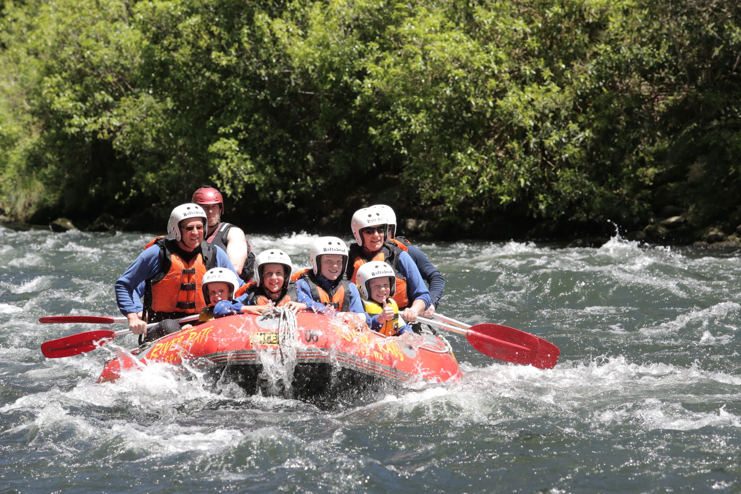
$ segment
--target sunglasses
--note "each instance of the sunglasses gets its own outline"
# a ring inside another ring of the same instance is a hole
[[[386,226],[384,225],[382,227],[367,227],[365,228],[361,228],[360,229],[360,233],[367,233],[368,235],[373,235],[376,232],[378,232],[379,233],[382,233],[382,233],[386,233]]]

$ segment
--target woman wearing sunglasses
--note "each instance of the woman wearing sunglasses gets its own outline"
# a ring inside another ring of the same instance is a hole
[[[350,246],[348,279],[355,283],[358,268],[366,262],[382,261],[393,268],[396,290],[393,298],[405,321],[414,322],[431,304],[430,292],[403,245],[387,241],[388,221],[378,208],[364,207],[353,215],[350,228],[356,244]]]

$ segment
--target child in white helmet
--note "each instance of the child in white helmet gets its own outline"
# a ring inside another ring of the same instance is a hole
[[[311,269],[296,273],[300,277],[296,281],[298,300],[306,310],[325,313],[333,307],[337,313],[362,315],[369,324],[370,316],[363,310],[358,289],[343,276],[348,265],[345,242],[337,237],[320,237],[311,243],[309,260]]]
[[[239,286],[239,281],[233,271],[222,267],[209,270],[201,281],[203,298],[207,305],[199,313],[199,323],[238,313],[232,309],[232,307],[234,304],[242,305],[233,300],[234,292]],[[189,330],[193,324],[183,326],[184,330]]]
[[[370,316],[368,326],[387,336],[413,333],[399,314],[399,306],[392,298],[396,290],[396,276],[391,266],[382,261],[370,261],[361,266],[356,274],[358,291],[363,307]]]
[[[219,310],[227,314],[261,315],[273,307],[285,307],[296,313],[306,310],[306,304],[297,301],[296,284],[290,281],[290,258],[280,249],[268,249],[255,258],[255,284],[247,293]]]

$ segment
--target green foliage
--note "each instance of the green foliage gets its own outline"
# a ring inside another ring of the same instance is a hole
[[[380,195],[408,214],[635,226],[674,204],[710,221],[741,204],[740,14],[718,0],[6,1],[1,204],[169,207],[213,181],[277,218]]]

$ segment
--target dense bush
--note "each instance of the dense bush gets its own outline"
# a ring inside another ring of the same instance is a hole
[[[132,216],[210,181],[266,221],[344,218],[373,196],[464,226],[632,228],[666,205],[727,221],[740,14],[716,0],[6,0],[0,202],[21,218]]]

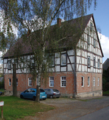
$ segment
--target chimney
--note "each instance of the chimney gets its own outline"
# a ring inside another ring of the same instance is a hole
[[[61,26],[61,18],[57,18],[57,25],[60,27]]]

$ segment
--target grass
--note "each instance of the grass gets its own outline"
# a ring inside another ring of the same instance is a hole
[[[1,100],[4,101],[3,120],[16,120],[25,116],[34,116],[38,112],[45,112],[54,109],[54,107],[49,105],[31,100],[23,100],[13,96],[0,96],[0,101]]]
[[[108,91],[103,91],[104,95],[109,95],[109,90]]]

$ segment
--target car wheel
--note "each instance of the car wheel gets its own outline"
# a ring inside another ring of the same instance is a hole
[[[51,95],[50,98],[53,98],[53,96]]]
[[[33,100],[35,101],[35,99],[36,99],[36,97],[35,96],[33,96]]]
[[[23,95],[21,95],[20,98],[23,98]]]

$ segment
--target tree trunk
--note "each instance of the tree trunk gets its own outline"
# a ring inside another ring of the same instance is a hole
[[[13,64],[13,96],[17,96],[16,64]]]

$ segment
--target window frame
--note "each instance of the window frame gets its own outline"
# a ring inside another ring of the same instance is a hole
[[[16,69],[18,69],[18,59],[17,58],[14,59],[14,64],[16,64]]]
[[[30,62],[31,69],[35,69],[35,59],[34,59],[34,57],[30,58],[30,60],[31,60],[31,62]]]
[[[100,68],[100,59],[98,59],[98,68]]]
[[[95,40],[95,38],[93,39],[93,47],[96,48],[96,40]]]
[[[95,87],[95,77],[93,77],[93,87]]]
[[[97,83],[98,86],[100,86],[100,78],[98,78],[98,83]]]
[[[29,85],[29,81],[31,80],[31,85]],[[28,78],[28,86],[32,86],[32,79],[31,78]]]
[[[51,61],[50,61],[50,67],[54,67],[55,66],[55,55],[51,54],[50,55]],[[53,63],[52,63],[53,62]]]
[[[51,80],[50,78],[53,78],[53,80]],[[51,81],[53,82],[53,86],[51,86]],[[54,87],[54,77],[53,76],[50,76],[49,77],[49,87]]]
[[[62,77],[65,77],[65,80],[63,80]],[[62,85],[62,82],[63,82],[63,81],[65,81],[65,86]],[[61,76],[61,84],[60,84],[60,86],[61,86],[61,87],[66,87],[66,83],[67,83],[67,82],[66,82],[66,76]]]
[[[90,22],[90,31],[91,32],[93,31],[93,24],[92,24],[92,22]]]
[[[83,85],[82,85],[82,83],[83,83]],[[83,76],[81,77],[81,87],[84,87],[84,77]]]
[[[16,85],[18,86],[18,78],[16,78]]]
[[[10,61],[10,62],[9,62]],[[10,64],[9,64],[10,63]],[[11,60],[7,60],[8,70],[11,70]],[[10,66],[10,67],[9,67]]]
[[[11,83],[12,83],[12,82],[10,82],[11,78],[8,78],[8,80],[9,80],[9,86],[11,86]]]
[[[90,56],[87,56],[87,67],[90,68]]]
[[[93,67],[96,67],[96,57],[93,57]]]
[[[87,35],[87,44],[90,45],[90,36]]]
[[[90,77],[88,77],[87,80],[88,80],[87,83],[88,83],[88,87],[89,87],[90,86]]]
[[[62,64],[62,55],[65,55],[66,56],[66,58],[65,58],[65,64]],[[65,67],[65,66],[67,66],[67,54],[66,54],[66,52],[65,53],[61,53],[61,58],[60,58],[60,65],[61,65],[61,67]]]

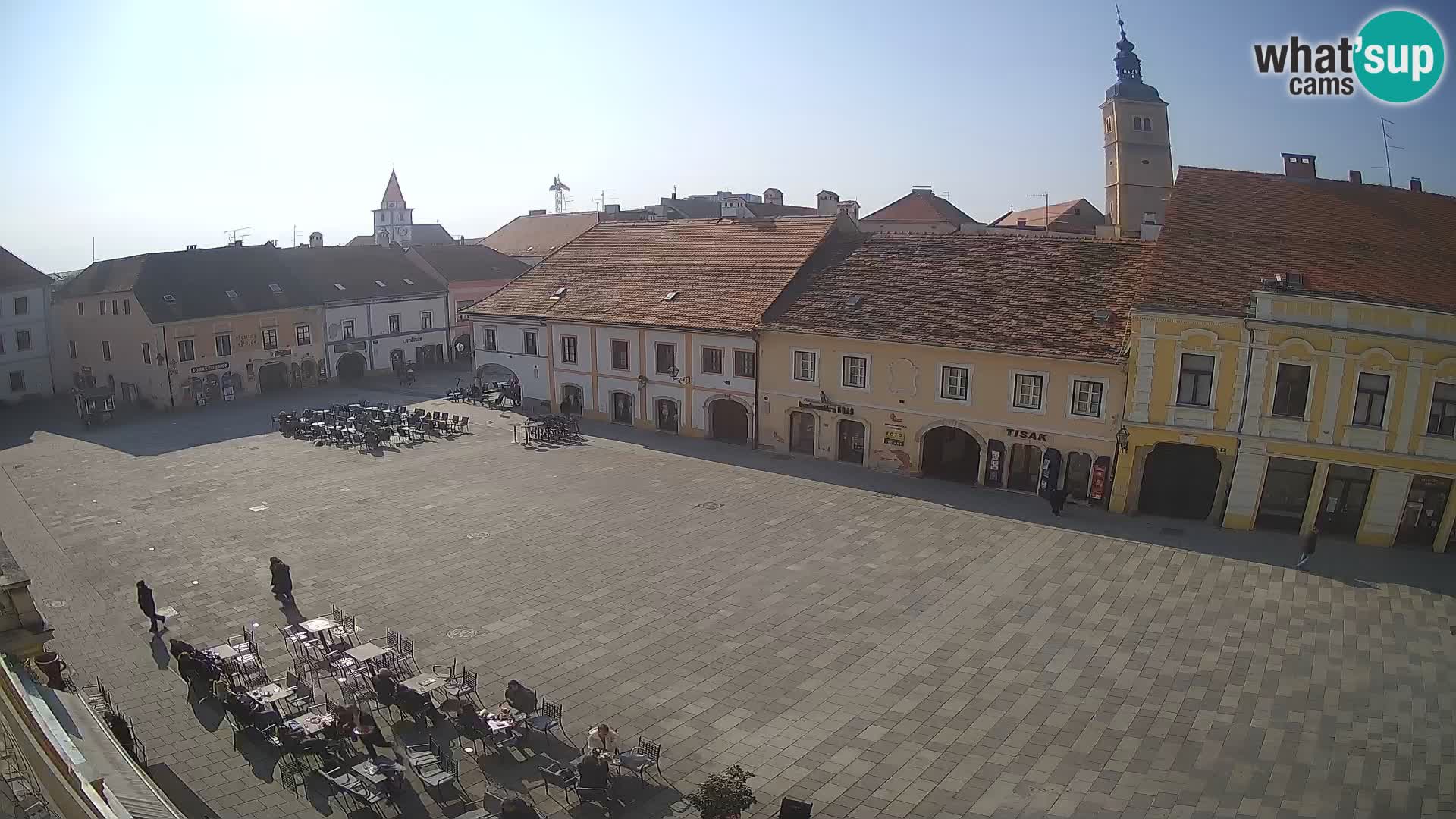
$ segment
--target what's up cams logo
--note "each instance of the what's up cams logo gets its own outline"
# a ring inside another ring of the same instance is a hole
[[[1261,42],[1254,45],[1261,74],[1289,76],[1293,96],[1351,96],[1356,82],[1390,103],[1415,102],[1436,89],[1446,67],[1446,44],[1430,20],[1395,9],[1380,12],[1340,42]]]

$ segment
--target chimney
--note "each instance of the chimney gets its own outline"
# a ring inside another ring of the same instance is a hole
[[[1284,153],[1284,176],[1290,179],[1313,179],[1315,178],[1315,154],[1310,153]]]

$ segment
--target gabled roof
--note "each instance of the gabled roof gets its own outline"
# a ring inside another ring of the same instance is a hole
[[[747,332],[840,229],[853,224],[836,217],[607,222],[463,312]]]
[[[1045,229],[1047,220],[1051,220],[1053,230],[1063,230],[1066,227],[1070,227],[1072,230],[1067,230],[1069,233],[1083,233],[1083,232],[1092,233],[1092,230],[1085,230],[1082,226],[1077,224],[1059,226],[1057,223],[1064,222],[1064,217],[1079,217],[1082,222],[1086,222],[1088,224],[1095,224],[1102,222],[1102,211],[1086,200],[1072,200],[1066,203],[1056,203],[1047,205],[1045,208],[1029,207],[1026,210],[1013,210],[1006,216],[1002,216],[996,222],[992,222],[987,227],[1018,227],[1018,222],[1026,220],[1026,227]]]
[[[0,248],[0,287],[45,287],[54,281],[50,275],[20,261],[20,256]]]
[[[422,258],[446,281],[508,281],[526,273],[526,262],[485,245],[419,245],[409,252]]]
[[[1131,286],[1150,251],[1131,239],[837,236],[763,324],[1114,363],[1127,344]]]
[[[293,273],[319,293],[320,302],[438,296],[447,289],[430,265],[416,264],[399,246],[288,248],[282,255]]]
[[[935,195],[929,188],[914,188],[860,222],[942,222],[946,224],[980,224],[965,211]]]
[[[457,239],[451,236],[448,230],[446,230],[438,224],[411,224],[409,242],[406,242],[406,245],[414,248],[415,245],[453,245],[454,242],[457,242]],[[344,246],[358,248],[361,245],[373,245],[373,243],[374,243],[374,235],[364,233],[363,236],[355,236],[349,239],[348,243]]]
[[[480,243],[508,256],[547,256],[590,230],[600,216],[594,210],[517,216]]]
[[[1265,278],[1305,293],[1456,312],[1456,198],[1184,165],[1137,302],[1243,315]]]
[[[405,203],[405,194],[399,189],[399,176],[395,176],[395,169],[389,169],[389,182],[384,184],[384,197],[379,200],[379,207],[384,207],[389,203]]]
[[[131,290],[154,324],[319,303],[314,291],[284,264],[282,251],[272,245],[227,245],[92,262],[63,290],[64,299]]]

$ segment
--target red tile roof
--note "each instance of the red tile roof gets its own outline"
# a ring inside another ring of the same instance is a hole
[[[1140,305],[1243,315],[1261,280],[1456,312],[1456,198],[1184,165]]]
[[[1038,235],[836,238],[766,329],[1114,363],[1152,246]]]
[[[860,222],[943,222],[946,224],[980,224],[961,208],[935,195],[926,188],[916,188],[887,204]]]
[[[747,332],[836,224],[836,217],[607,222],[463,312]]]
[[[54,284],[50,275],[20,261],[10,251],[0,248],[0,287],[44,287]]]
[[[549,256],[590,230],[600,216],[594,210],[517,216],[480,243],[508,256]]]

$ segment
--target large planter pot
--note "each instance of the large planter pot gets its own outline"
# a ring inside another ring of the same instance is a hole
[[[66,660],[55,651],[41,651],[36,654],[35,667],[45,675],[45,685],[61,689],[67,686],[66,678],[61,676],[66,672]]]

──────

- **EXERCISE**: Count the lines in the records above that contain the string "dense" and give only the number.

- **EXERCISE OUTPUT**: 2